The problem - Please pick up the InterSystems IRIS vector search workshop text below at its final sentence and continue it.

Extract provided -
────
## 2. Load Data and Run Some Vector Searches
Now that you have created and run a simple Streamlit application that essentially acts as a basic LLM, let's load some data into InterSystems IRIS and run vector searches on this data. We will later connect this vector storage to the Streamlit application so that the chat app can utilize this data.

We will use the *FastEmbed* embeddings model to vectorize our data, and we'll use Langchain to load and interact with the data. Langchain provides several advantages in building a RAG application, including streamlining the retrieval process, adding conversation history, enabling guardrails to keep your application within its intended usage, and more. We will implement these features of the chat later in the workshop.

Throughout the code snippets in this workshop, you may see lines of code commented out, which can be used in later iterations when you take the code home. For example, you could use the *OpenAIEmbeddings* model to create your embeddings. This requires an OpenAI API key. For this workshop, InterSystems has provided a short-term OpenAI API key that is already configured in the environment variables. The key is also used for the base LLM that the chat application uses.

The following block of code is used to manage environment variables, specifically for loading and setting the OpenAI API key. It begins by importing necessary modules for operating system interactions and secure password input. Run the block below to load these settings.

In [None]:
import getpass
import os
from dotenv import load_dotenv

load_dotenv(override=True)


The next block imports a variety of libraries and modules for completing advanced language processing tasks. These include handling and storing documents, loading textual and JSON data, splitting text based on character count, and utilizing embeddings from OpenAI, Hugging Face, and potentially faster embedding methods. 

In [None]:
from langchain.docstore.document import Document
from langchain.document_loaders import TextLoader, JSONLoader
from langchain.text_splitter import CharacterTextSplitter
from langchain.text_splitter import RecursiveCharacterTextSplitter
from langchain.embeddings.openai import OpenAIEmbeddings
from langchain.embeddings import HuggingFaceEmbeddings
from langchain.embeddings.fastembed import FastEmbedEmbeddings

from langchain_iris import IRISVector
from sqlalchemy import create_engine, text


### View the Case Reports data
Before loading this data into InterSystems IRIS, let's take a quick look at it. We can use a Pandas DataFrame to easily format and view the data, which currently exists within a `json lines` file, which is a file format where each line is a complete JSON object, separated by new lines. This format is particularly useful for handling large datasets or streams of data, because it allows for reading, writing, and processing one line (or one JSON object) at a time, rather than needing to load an entire file into memory at once.

Run the snippet below to create a DataFrame and view the first 10 case reports in the data set.

In [None]:
import pandas as pd

# Load JSONL file into DataFrame
file_path = './data/healthcare/augmented_notes_100.jsonl'
df_cases = pd.read_json(file_path, lines=True)
pd.set_option('display.max_rows', 100)
pd.set_option('display.max_colwidth', None)
df_cases.head(10)

### Load the case reports into InterSystems IRIS via Langchain
Next, we will set up the process for loading, splitting, and preparing to embed text documents from the data set of 100 case reports.
────
Supplied information -
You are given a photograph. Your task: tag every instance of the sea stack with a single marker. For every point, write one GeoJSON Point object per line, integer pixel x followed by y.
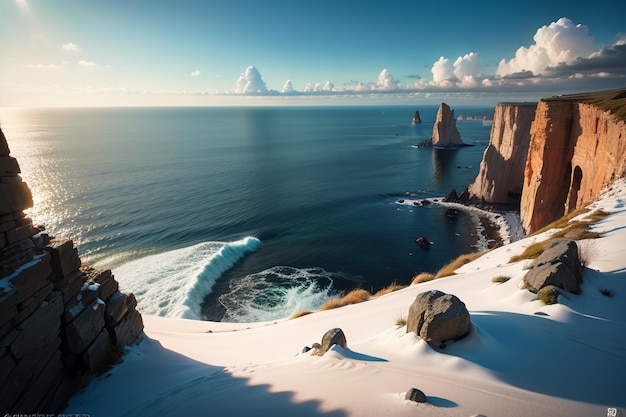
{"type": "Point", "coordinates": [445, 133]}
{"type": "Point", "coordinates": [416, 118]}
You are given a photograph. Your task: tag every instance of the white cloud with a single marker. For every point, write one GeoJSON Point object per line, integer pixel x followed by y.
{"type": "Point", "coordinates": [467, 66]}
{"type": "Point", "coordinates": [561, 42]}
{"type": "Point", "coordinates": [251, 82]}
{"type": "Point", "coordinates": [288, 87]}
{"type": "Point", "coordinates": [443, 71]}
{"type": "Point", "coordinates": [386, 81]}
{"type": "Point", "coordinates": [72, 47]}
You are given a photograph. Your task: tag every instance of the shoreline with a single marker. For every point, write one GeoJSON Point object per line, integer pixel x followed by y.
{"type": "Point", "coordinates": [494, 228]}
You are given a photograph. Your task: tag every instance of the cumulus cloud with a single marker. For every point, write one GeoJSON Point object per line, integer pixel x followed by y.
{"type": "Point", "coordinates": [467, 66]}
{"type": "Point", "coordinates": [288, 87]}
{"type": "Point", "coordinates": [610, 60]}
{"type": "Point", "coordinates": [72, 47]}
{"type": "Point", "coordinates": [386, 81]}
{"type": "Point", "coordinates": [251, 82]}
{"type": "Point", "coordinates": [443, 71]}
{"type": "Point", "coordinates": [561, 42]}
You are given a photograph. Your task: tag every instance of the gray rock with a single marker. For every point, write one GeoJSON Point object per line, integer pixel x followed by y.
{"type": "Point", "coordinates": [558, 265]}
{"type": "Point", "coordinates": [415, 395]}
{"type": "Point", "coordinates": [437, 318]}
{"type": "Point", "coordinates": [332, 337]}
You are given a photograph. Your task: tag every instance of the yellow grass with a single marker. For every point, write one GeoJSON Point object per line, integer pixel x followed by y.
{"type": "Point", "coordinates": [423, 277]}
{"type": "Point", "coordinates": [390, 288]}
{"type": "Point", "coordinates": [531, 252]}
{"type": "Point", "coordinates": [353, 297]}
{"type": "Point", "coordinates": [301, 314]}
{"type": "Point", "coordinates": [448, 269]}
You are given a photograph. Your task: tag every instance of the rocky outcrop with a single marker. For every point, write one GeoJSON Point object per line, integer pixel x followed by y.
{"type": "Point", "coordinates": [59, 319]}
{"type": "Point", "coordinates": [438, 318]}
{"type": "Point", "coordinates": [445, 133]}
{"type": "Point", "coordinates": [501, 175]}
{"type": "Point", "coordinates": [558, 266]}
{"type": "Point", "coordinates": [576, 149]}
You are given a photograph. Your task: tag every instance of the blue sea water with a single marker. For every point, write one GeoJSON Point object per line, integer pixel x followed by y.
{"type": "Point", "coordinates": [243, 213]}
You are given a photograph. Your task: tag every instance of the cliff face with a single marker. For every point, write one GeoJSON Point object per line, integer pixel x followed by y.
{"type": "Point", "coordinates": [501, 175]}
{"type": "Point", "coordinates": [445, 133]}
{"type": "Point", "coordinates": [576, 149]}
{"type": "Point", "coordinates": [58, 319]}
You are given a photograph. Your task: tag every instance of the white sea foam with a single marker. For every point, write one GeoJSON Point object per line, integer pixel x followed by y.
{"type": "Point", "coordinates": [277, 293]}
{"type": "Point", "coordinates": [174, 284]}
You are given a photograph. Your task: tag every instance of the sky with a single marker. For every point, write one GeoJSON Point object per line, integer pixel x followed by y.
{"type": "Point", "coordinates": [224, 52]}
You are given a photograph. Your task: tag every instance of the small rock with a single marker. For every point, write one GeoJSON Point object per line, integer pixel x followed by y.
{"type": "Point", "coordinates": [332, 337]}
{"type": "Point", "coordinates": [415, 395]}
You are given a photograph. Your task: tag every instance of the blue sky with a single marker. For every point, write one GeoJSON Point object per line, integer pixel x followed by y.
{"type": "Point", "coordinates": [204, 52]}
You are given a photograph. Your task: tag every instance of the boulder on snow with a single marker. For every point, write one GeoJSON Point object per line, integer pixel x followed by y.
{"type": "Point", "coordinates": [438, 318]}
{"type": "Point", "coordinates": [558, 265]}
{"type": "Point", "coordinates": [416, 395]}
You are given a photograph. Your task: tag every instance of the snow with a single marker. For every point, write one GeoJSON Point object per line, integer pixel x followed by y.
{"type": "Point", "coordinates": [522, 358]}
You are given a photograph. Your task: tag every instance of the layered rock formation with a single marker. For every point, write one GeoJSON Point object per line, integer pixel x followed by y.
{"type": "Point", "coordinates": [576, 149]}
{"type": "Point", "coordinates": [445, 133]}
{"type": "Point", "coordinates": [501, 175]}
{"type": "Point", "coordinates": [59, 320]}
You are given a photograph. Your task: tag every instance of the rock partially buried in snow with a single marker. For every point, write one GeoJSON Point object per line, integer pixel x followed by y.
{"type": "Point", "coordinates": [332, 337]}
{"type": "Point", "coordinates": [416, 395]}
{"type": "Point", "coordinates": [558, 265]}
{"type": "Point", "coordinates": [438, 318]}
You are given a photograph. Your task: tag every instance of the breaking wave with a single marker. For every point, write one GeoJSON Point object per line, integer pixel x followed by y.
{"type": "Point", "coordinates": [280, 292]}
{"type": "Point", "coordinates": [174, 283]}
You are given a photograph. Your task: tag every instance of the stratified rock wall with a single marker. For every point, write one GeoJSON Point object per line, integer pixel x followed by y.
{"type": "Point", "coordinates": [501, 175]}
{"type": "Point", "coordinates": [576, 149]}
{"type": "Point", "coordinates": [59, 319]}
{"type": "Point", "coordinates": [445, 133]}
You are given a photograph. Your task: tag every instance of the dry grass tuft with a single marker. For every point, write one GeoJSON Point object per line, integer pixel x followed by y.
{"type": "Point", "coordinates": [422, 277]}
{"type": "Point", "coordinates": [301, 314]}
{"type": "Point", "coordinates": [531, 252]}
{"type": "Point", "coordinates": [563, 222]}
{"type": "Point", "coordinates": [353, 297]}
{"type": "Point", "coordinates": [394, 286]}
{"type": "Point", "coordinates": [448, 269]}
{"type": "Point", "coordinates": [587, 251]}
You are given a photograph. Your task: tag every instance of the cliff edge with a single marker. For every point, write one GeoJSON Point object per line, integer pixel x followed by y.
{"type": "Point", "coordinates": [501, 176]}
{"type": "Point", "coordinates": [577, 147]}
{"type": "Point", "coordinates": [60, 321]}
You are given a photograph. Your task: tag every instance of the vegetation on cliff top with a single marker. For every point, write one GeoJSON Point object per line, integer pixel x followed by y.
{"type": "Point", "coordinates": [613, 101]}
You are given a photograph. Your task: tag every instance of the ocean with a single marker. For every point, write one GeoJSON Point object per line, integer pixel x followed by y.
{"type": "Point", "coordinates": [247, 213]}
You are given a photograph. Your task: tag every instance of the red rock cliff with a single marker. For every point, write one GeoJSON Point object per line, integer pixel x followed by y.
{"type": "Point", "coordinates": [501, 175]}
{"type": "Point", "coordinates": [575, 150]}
────
Output for this task -
The first step is to initialize a *JSONLoader* to load documents from a specified file. The line *json_lines=True* below specifies that we are loading files from a *json_lines* file.

After loading the data, the text can be split into smaller chunks to facilitate more efficient processing and embedding. Here, we use a chunk size of 2,500 characters with an overlap of 100 characters. With these settings, each case report will be a single chunk.

Chunking the text helps in managing large documents by breaking them into smaller, more manageable pieces, which can be individually embedded into vector format. The overlap ensures that important contextual information is preserved across chunks, enhancing the quality of the resulting embeddings. We will further chunk this data set later in this section.

Run the block of code below to prepare these chunks. The output will indicate how many chunks were created; in this case, you should have 100 chunks, since the chunk size is large enough to fit each case report.

In [None]:
## load data from json lines file
loader = JSONLoader(
    file_path='./data/healthcare/augmented_notes_100.jsonl',
    jq_schema='.note',
    json_lines=True
)
documents = loader.load()

text_splitter = RecursiveCharacterTextSplitter(
    chunk_size=2500,
    chunk_overlap=100,
    separators=["\n\n", "\n", ".", " ", ""]
)

docs = text_splitter.split_documents(documents)
print(f"Got {len(docs)} chunks")

With chunks created, let's prepare to load the data into InterSystems IRIS. Run the following block to create and print the connection string that will be used to connect to InterSystems IRIS. 

In [None]:
username = '_SYSTEM'
password = 'sys'
hostname = 'localhost'
port = 1972
namespace = 'USER'
CONNECTION_STRING = f"iris://{username}:{password}@{hostname}:{port}/{namespace}"
print(CONNECTION_STRING)

Next, let's initialize a database in InterSystems IRIS, which you will populate with the case reports. 

This setup is essential for applications involving search and retrieval of information where the semantic content of the documents is more important than their keyword content. The vector store uses embeddings to perform similarity searches, offering significant advantages over traditional search methods by understanding the context and meaning embedded within the text.

Run the block below to load your data and embeddings into InterSystems IRIS. Note that we are using the *FastEmbed* model to create our embeddings, but your application could use a variety of different embeddings models.

This may take a few moments.

In [None]:
# embeddings = OpenAIEmbeddings()
embeddings = FastEmbedEmbeddings()

COLLECTION_NAME = "case_reports"
db = IRISVector.from_documents(
    embedding=embeddings,
    documents=docs,
    collection_name=COLLECTION_NAME,
    connection_string=CONNECTION_STRING,
)

Confirm that there are 100 documents in your InterSystems IRIS vector storage by running the following block.

In [None]:
print(f"Number of docs in vector store: {len(db.get()['ids'])}")

## Try out vector search 

Now that the case reports are loaded, embedded, and stored in the vector database, you can try running a vector search. In the code block below, we will use the search phrase "Have any children presented with knee injuries?" to retrieve similar vectors from our storage.

The second line in the block returns the documents along with their similarity scores, which quantify how similar each document is to the query.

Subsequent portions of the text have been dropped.